WHAT YOU HAVE TO DO:
Reproduce the listing below word for word, omitting the pictures.

Region labeling records:
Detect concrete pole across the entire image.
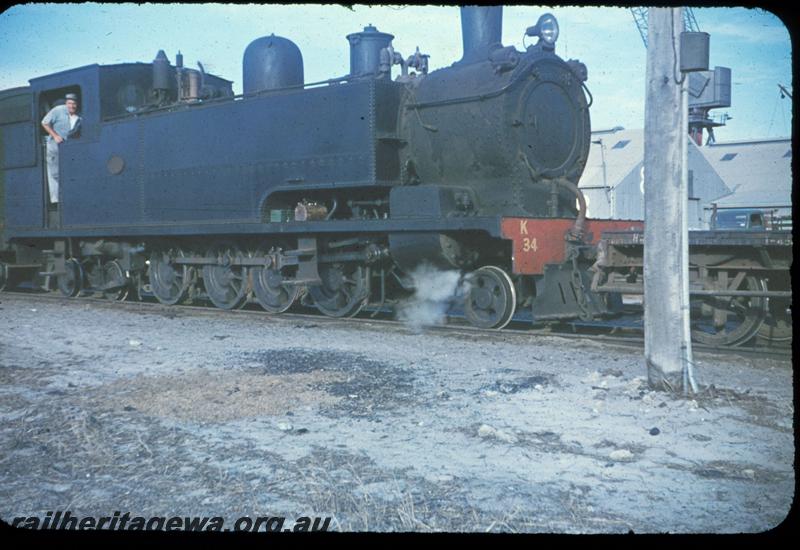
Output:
[644,8,691,391]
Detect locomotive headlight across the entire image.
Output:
[525,13,558,49]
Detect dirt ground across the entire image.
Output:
[0,294,795,533]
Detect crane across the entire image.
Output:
[629,6,731,145]
[630,7,700,48]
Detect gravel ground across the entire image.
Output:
[0,294,795,532]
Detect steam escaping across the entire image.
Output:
[397,264,461,331]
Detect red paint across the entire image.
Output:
[501,218,644,275]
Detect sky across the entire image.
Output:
[0,3,792,142]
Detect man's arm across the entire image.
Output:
[42,110,64,143]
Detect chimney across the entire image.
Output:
[459,6,503,63]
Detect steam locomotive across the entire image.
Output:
[0,6,641,328]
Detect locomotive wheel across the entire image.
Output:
[203,242,249,309]
[103,260,130,302]
[250,253,302,313]
[149,248,193,306]
[758,281,792,343]
[308,264,369,317]
[690,271,766,346]
[464,265,517,329]
[58,258,83,298]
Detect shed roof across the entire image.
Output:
[700,138,792,208]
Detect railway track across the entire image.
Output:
[0,289,792,361]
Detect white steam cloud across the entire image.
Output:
[397,264,461,331]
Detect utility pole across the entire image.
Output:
[644,8,693,391]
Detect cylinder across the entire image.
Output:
[153,50,170,90]
[461,6,503,63]
[242,34,304,94]
[347,25,394,78]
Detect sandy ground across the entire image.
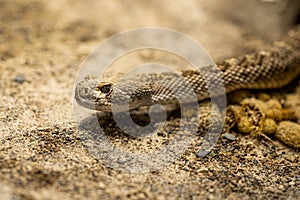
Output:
[0,0,300,200]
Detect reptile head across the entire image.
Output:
[75,74,152,112]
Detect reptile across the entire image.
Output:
[75,25,300,112]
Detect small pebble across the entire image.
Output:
[224,133,235,141]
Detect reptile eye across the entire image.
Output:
[98,84,111,93]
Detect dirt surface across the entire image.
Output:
[0,0,300,200]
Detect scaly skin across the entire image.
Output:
[75,26,300,112]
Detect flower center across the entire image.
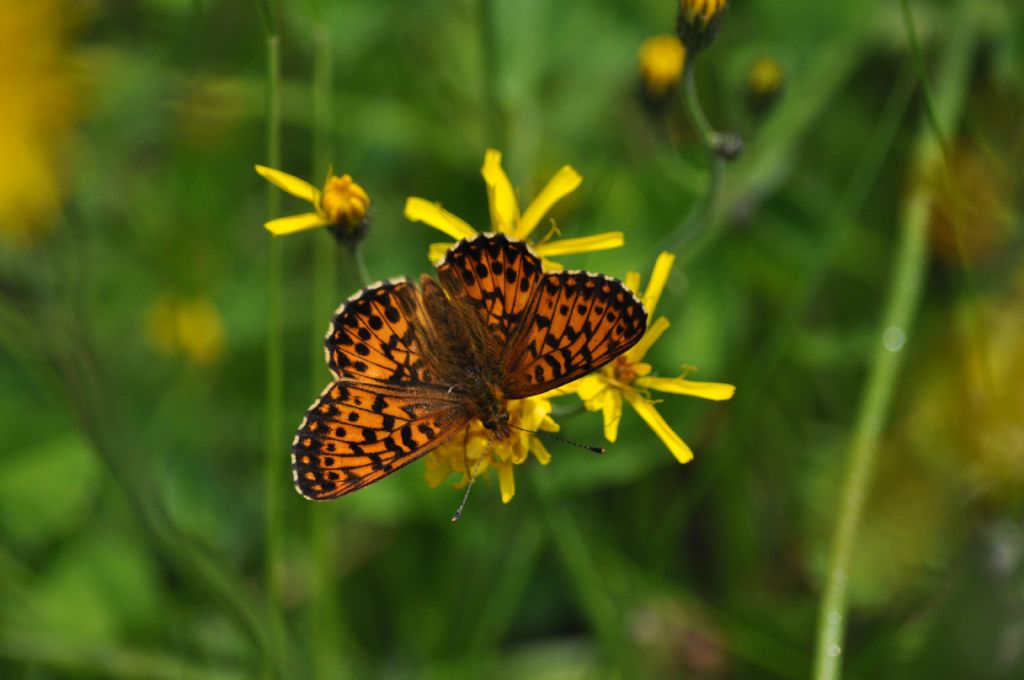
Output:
[319,175,370,226]
[611,355,637,385]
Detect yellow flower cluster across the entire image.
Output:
[0,0,79,244]
[676,0,728,55]
[640,35,686,97]
[144,297,224,368]
[426,396,559,503]
[256,165,371,238]
[256,148,735,503]
[406,148,626,269]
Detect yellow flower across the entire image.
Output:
[406,148,625,269]
[145,297,224,368]
[256,165,370,239]
[640,35,686,97]
[746,56,782,115]
[0,0,80,244]
[677,0,728,52]
[561,253,736,463]
[746,56,782,96]
[426,396,558,503]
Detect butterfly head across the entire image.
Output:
[480,389,512,439]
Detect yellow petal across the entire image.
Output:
[498,463,515,503]
[634,377,736,401]
[627,316,669,363]
[626,392,693,463]
[532,231,626,257]
[601,389,623,442]
[427,238,455,262]
[406,196,476,240]
[641,253,676,316]
[623,271,638,294]
[255,165,319,205]
[263,213,327,237]
[480,148,519,236]
[514,165,585,238]
[575,373,608,403]
[540,383,589,399]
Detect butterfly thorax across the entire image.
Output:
[420,275,511,439]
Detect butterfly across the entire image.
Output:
[292,233,647,500]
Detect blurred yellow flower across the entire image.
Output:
[145,297,224,368]
[406,148,626,269]
[255,165,370,239]
[0,0,79,244]
[746,56,782,96]
[677,0,728,53]
[640,35,686,97]
[426,396,558,503]
[547,253,736,463]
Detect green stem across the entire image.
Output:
[665,59,725,261]
[531,474,637,677]
[683,59,716,144]
[476,0,505,148]
[263,25,289,675]
[342,244,373,288]
[306,15,352,678]
[814,1,977,680]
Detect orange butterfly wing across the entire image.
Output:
[505,271,647,399]
[292,280,468,500]
[437,233,542,348]
[292,380,467,501]
[437,233,647,399]
[292,235,647,500]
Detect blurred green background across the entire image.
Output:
[0,0,1024,678]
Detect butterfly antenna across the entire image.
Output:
[509,425,604,454]
[452,435,494,523]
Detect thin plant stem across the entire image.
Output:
[476,0,505,148]
[813,2,977,680]
[263,23,288,674]
[342,244,373,288]
[307,15,349,678]
[666,61,914,562]
[665,59,725,260]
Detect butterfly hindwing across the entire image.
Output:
[292,380,467,500]
[504,271,647,398]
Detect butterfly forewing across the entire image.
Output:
[292,235,647,500]
[437,235,542,347]
[324,279,427,384]
[292,280,468,500]
[505,271,647,398]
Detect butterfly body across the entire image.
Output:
[292,235,647,500]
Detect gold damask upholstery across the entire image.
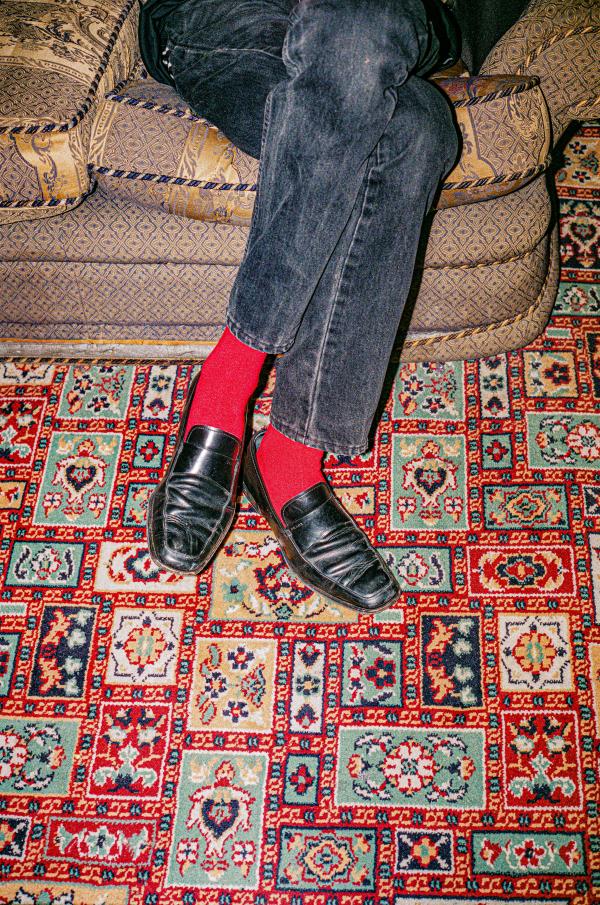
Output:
[0,0,138,223]
[481,0,600,141]
[90,76,550,225]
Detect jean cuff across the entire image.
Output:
[226,314,294,355]
[271,412,369,456]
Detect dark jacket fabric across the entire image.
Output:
[449,0,528,75]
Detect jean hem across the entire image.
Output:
[226,315,293,355]
[271,413,369,456]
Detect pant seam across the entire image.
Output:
[270,416,369,456]
[306,141,379,444]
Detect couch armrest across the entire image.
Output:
[481,0,600,140]
[0,0,139,222]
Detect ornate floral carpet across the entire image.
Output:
[0,126,600,905]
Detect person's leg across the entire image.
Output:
[257,77,457,515]
[236,0,458,612]
[271,76,458,455]
[147,0,289,573]
[227,0,445,353]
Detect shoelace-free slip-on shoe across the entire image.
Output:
[244,430,400,613]
[147,378,243,575]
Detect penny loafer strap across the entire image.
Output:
[286,494,377,582]
[172,440,238,491]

RESULT BELOW:
Detect concrete pole across the entire image.
Output:
[644,8,691,391]
Detect locomotive headlight across the entire image.
Output:
[525,13,558,49]
Detect dirt ground across the entire image.
Output:
[0,294,795,533]
Detect crane across the entire image.
Output:
[629,6,731,145]
[630,7,700,48]
Detect gravel ground across the entire image.
Output:
[0,294,795,532]
Detect steam escaping across the entire image.
Output:
[397,264,461,331]
Detect red paint across the entire image.
Output:
[501,218,644,275]
Detect sky across the entire image.
Output:
[0,3,792,142]
Detect man's arm across the entire image.
Output:
[42,110,64,143]
Detect chimney across the entire image.
Output:
[459,6,503,63]
Detect steam locomotive across the entire image.
Output:
[0,6,641,328]
Detect locomotive wheel across the entire image.
Output:
[203,242,249,309]
[103,260,130,302]
[250,253,302,313]
[149,248,193,306]
[758,281,792,343]
[308,264,369,317]
[690,271,766,346]
[464,265,517,329]
[58,258,83,298]
Detect shed roof across the entire image.
Output:
[700,138,792,208]
Detect railway track across the entire image.
Output:
[0,289,792,361]
Detect white steam cloud across the entire image.
Output:
[397,264,461,331]
Detect utility pole across the entire image.
Output:
[644,8,693,391]
Detect cylinder across the entire image.
Output:
[153,50,170,90]
[461,6,503,63]
[242,34,304,94]
[347,25,394,78]
Detect sandy ground across the entire image.
Output:
[0,0,300,200]
Detect reptile head across the entire image.
Output:
[75,74,152,112]
Detect reptile across the entire image.
Output:
[75,25,300,112]
Detect small pebble across the entire image.
Output:
[224,133,235,141]
Detect reptile eye across the entire image.
Output:
[98,84,111,93]
Detect dirt surface across the entire image.
Output:
[0,0,300,200]
Detect scaly skin across the entire image.
Output:
[75,26,300,112]
Detect flower center across the entire image.
Output:
[319,175,370,226]
[611,355,637,385]
Detect yellow flower cluster across the entire image.
Output:
[0,0,79,244]
[676,0,728,55]
[640,35,686,97]
[144,297,224,368]
[426,396,559,503]
[256,165,371,238]
[256,148,735,503]
[406,148,626,269]
Detect yellow flower across the entire image.
Output:
[406,148,625,269]
[145,297,224,368]
[256,165,370,239]
[640,35,686,97]
[746,56,782,115]
[0,0,80,244]
[677,0,728,52]
[561,253,736,463]
[746,56,782,96]
[426,396,558,503]
Detect butterfly head across the entire image.
Output:
[480,389,512,439]
Detect yellow petal across the entire image.
Output:
[498,463,515,503]
[634,377,736,401]
[627,316,669,363]
[626,392,693,463]
[532,231,626,257]
[601,389,623,442]
[427,238,455,262]
[406,196,476,240]
[641,253,676,316]
[623,271,638,294]
[255,165,319,205]
[263,213,327,237]
[480,148,519,236]
[514,165,585,238]
[575,373,608,403]
[540,383,589,399]
Detect butterfly thorax across the entire image.
Output:
[420,275,511,439]
Detect butterfly across the entire image.
Output:
[292,233,647,500]
Detect blurred yellow flower across the entire image.
Output:
[145,297,224,368]
[406,148,626,269]
[255,165,370,239]
[0,0,79,244]
[746,56,782,96]
[677,0,728,53]
[640,35,686,97]
[426,396,558,503]
[547,253,736,463]
Detect green stem across the entire image.
Output:
[665,59,725,261]
[531,474,637,677]
[683,59,716,144]
[476,0,505,148]
[263,25,289,675]
[342,244,373,288]
[306,15,352,678]
[814,1,977,680]
Detect orange butterfly wing across the entire image.
Output:
[505,271,647,399]
[292,280,468,500]
[437,233,542,348]
[292,380,467,501]
[437,233,647,399]
[292,235,647,500]
Detect blurred green background across the entire image.
Output:
[0,0,1024,678]
Detect butterfly antenna across the entire image.
Output:
[509,425,604,454]
[452,435,494,523]
Detect thin plant stem across the entire image.
Output:
[476,0,505,148]
[813,2,977,680]
[263,23,288,674]
[342,244,373,288]
[307,15,349,678]
[666,61,914,562]
[665,59,725,260]
Detect butterfly hindwing across the entire image.
Output:
[292,380,467,500]
[504,271,647,398]
Detect butterfly forewing across the entire image.
Output:
[292,235,647,500]
[437,235,542,347]
[324,279,427,384]
[292,280,468,500]
[505,271,647,398]
Detect butterfly body across the entire image.
Output:
[292,235,647,500]
Detect gold damask upholstery across the entire image.
Output:
[0,0,138,223]
[481,0,600,141]
[90,76,550,225]
Detect jean cuff across the entire image.
Output:
[226,314,294,355]
[271,412,369,456]
Detect dark jacket fabric across the entire image.
Output:
[449,0,528,75]
Detect jean hem across the entire image.
Output:
[226,315,293,355]
[271,413,369,456]
Detect pant seam across the entire image.
Output:
[270,416,369,456]
[306,141,379,444]
Detect couch armrest across the entire image.
Output:
[481,0,600,140]
[0,0,139,222]
Detect ornate floral carpet across the entire image.
Output:
[0,126,600,905]
Detect person's leg across the entire image.
Output:
[257,77,457,515]
[236,0,458,612]
[271,76,458,455]
[147,0,289,573]
[227,0,445,353]
Detect shoelace-free slip-on shoe across the entire image.
Output:
[244,430,400,613]
[147,378,243,575]
Detect penny loafer strap across the entire image.
Output:
[286,494,377,582]
[172,440,238,491]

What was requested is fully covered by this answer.